Extract to read
********

Revenue from dry bulk vessel operations for the three months ended March 31, 2017, was $51.5 million as compared to $46.3 million for the same period during 2016. The increase in dry bulk revenue was mainly attributable to (i) the improved freight market and the increase in the time charter equivalent rate (“TCE”) per day by 12.1% to $7,857 per day in the first quarter of 2017, as compared to $7,008 per day in the same period of 2016 and (ii) the improved utilization of the fleet of 99.8% in the first quarter of 2017, as compared to 98.4% in the same period of 2016. This increase was partially mitigated by a net decrease in available days of our fleet by 157 days.
Revenue from the logistics business was $43.8 million for the three months ended March 31, 2017 as compared to $55.2 million for the same period during 2016. The decrease was mainly attributable to a decrease of $7.6 million in the barge business due to less volume of cargo transported during the period, a decrease of $3.4 million in the cabotage business mainly due to lower utilization of our fleet and a decrease of $0.4 million relating to the port operations.
Net Loss of Navios Holdings was $48.7 million for the three months ended March 31, 2017, as compared to $7.5 million for the same period during 2016. Net loss was affected by items described in the table above. Excluding these items, Adjusted Net Loss of Navios Holdings for the three months ended March 31, 2017 was $39.6 million as compared to $29.7 million for the same period of 2016. The $9.9 million increase in Adjusted Net Loss was mainly due to (i) a $13.1 million decrease in Adjusted EBITDA; and (ii) a $0.2 million increase in share-based compensation expense. This overall increase in Net Loss was partially mitigated by (i) a $1.6 million decrease in depreciation and amortization; (ii) a $1.4 million decrease in income tax expense; and (iii) a $0.4 million decrease in interest expense and finance cost, net.
Net Loss of Navios Logistics was $3.0 million for the three month period ended March 31, 2017, as compared to net income of $5.7 million for the same period in 2016.

********

The earnings text above names the parts of the logistics business whose revenue dropped. List each one with the amount it decreased.

Data listing

********

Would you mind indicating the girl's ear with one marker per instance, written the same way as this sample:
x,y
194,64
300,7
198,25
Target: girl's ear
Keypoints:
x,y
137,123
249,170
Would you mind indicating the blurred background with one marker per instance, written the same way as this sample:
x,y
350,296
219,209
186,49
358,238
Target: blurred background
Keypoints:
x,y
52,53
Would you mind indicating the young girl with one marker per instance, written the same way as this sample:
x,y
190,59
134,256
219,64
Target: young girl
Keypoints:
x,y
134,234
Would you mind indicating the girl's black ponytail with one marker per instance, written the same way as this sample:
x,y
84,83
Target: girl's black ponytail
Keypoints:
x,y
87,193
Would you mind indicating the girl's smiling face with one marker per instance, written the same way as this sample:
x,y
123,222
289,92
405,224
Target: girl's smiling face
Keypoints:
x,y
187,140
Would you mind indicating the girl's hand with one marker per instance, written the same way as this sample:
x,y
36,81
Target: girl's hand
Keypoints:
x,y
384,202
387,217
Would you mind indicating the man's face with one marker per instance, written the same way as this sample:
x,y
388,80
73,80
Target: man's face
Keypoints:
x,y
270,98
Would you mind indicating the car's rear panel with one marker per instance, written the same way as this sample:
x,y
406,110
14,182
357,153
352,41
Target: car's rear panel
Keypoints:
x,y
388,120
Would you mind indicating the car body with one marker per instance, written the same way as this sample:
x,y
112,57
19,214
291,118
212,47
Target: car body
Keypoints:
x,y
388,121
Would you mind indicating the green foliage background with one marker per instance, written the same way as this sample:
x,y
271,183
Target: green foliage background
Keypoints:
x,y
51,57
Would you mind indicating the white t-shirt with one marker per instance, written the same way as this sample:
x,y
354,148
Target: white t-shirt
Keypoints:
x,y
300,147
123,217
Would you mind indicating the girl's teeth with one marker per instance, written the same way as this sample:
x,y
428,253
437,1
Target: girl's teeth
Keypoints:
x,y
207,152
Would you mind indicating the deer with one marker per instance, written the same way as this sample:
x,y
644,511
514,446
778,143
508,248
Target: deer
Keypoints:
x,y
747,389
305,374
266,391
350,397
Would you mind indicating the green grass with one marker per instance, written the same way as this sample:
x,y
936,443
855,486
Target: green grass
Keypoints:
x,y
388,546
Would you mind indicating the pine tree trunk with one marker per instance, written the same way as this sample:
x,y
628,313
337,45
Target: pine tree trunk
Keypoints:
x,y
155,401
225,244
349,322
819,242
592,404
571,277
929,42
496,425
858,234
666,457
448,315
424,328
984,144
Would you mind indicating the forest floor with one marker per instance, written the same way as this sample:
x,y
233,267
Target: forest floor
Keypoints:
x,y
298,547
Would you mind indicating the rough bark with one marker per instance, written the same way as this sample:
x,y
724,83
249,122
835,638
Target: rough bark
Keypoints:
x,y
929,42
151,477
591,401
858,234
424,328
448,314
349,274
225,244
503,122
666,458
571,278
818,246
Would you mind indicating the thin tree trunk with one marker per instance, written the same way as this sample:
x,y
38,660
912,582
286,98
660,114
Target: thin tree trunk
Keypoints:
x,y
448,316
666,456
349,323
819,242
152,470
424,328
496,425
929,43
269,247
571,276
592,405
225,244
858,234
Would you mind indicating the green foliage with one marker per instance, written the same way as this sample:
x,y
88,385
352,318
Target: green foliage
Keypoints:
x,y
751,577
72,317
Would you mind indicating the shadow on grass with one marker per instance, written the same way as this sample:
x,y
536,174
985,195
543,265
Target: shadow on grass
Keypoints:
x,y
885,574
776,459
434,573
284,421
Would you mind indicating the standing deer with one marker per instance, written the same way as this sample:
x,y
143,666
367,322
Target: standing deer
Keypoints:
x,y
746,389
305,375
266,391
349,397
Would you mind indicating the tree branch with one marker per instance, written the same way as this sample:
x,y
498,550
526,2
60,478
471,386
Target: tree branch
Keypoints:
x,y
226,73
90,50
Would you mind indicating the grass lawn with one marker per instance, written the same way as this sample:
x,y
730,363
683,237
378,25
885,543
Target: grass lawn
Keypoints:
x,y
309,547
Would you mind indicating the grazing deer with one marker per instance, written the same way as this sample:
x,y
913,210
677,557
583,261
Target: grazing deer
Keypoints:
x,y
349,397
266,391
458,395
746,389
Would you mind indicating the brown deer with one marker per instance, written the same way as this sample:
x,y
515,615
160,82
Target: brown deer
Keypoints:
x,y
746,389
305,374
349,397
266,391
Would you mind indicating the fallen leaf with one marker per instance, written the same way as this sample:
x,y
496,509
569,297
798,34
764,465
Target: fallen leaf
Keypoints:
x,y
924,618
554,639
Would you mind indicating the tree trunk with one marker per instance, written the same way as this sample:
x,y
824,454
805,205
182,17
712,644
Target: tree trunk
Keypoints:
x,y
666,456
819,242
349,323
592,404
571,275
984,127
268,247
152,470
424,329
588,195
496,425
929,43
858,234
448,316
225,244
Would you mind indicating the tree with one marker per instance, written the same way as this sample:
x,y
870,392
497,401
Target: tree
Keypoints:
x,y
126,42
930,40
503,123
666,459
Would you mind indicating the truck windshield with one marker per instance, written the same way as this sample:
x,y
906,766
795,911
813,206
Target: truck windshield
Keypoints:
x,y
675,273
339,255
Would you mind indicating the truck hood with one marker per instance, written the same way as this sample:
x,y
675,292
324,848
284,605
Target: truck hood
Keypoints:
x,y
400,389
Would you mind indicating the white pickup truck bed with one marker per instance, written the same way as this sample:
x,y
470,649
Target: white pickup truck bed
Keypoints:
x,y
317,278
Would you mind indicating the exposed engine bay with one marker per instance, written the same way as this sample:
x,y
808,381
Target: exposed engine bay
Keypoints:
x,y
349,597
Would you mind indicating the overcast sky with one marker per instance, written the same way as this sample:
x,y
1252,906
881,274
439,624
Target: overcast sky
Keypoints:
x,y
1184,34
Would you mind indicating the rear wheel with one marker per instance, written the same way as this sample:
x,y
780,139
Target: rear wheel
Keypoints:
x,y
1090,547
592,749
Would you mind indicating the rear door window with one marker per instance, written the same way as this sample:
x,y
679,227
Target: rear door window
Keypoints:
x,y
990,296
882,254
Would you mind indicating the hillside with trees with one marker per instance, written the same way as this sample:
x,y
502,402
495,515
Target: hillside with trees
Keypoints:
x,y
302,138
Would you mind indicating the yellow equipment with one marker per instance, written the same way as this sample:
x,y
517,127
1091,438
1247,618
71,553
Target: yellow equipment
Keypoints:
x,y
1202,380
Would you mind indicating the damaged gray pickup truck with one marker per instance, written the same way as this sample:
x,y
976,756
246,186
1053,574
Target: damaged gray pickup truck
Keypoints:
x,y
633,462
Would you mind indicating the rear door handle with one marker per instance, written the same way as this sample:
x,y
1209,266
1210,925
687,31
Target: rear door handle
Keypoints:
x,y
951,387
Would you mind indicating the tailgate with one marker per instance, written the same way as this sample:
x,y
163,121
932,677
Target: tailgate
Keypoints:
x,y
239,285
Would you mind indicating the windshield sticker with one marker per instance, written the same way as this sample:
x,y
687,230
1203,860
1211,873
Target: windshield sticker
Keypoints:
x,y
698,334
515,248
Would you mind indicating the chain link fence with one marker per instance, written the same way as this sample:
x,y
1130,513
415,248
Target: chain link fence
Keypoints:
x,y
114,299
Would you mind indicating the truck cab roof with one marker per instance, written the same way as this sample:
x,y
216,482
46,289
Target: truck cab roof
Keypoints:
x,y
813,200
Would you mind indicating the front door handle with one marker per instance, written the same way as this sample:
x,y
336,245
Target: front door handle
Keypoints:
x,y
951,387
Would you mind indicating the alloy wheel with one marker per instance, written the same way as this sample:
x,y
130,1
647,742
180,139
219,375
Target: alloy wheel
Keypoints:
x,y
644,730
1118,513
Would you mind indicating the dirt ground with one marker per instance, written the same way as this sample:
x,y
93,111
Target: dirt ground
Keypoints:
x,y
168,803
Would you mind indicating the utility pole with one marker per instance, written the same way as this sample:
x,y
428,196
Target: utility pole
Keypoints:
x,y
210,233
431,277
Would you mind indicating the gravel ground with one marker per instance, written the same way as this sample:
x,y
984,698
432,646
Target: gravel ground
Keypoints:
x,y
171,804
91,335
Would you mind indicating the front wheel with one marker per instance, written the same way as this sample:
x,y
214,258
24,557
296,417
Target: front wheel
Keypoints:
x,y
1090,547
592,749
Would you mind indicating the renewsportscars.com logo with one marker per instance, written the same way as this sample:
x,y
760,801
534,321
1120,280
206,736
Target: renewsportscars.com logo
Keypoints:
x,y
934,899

********

Answer to the problem
- Barge business: $7.6 million
- Cabotage business: $3.4 million
- Port operations: $0.4 million